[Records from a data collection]
+--

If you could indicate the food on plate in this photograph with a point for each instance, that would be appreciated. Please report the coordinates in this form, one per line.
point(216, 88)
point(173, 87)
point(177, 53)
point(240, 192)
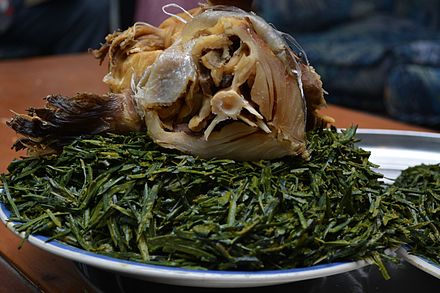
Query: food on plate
point(419, 186)
point(213, 82)
point(124, 196)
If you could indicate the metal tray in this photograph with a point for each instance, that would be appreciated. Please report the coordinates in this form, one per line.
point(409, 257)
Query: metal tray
point(391, 150)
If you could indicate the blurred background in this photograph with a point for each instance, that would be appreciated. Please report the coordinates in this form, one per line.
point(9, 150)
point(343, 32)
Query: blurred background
point(380, 56)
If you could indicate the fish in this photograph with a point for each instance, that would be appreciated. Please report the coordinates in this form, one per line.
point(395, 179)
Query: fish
point(214, 81)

+--

* **What you need to do**: Each entry above needs to be restated without a single word changed; skip the images.

* **Answer section**:
If you could indicate the food on plate in this photograph with a point for each instance, that would be appreciated. Please report the coordinates in this form, one per line.
point(216, 88)
point(173, 87)
point(177, 53)
point(240, 192)
Query: food on plate
point(419, 186)
point(213, 82)
point(124, 196)
If you could indicate the metal tray in this photograph with a point for each instance, that would be appreciated. Please report the coordinates in this form, one per line.
point(409, 257)
Query: metal tray
point(391, 150)
If you could indicate the blurred background in this photograph with a point for each instance, that would be appreciated. Please report the coordinates in this form, one per line.
point(9, 150)
point(343, 32)
Query: blurred background
point(380, 56)
If you could indicate the fish in this photograph with a point for each instance, that would be appreciated. Please report the coordinates in this form, one per line.
point(395, 179)
Query: fish
point(214, 81)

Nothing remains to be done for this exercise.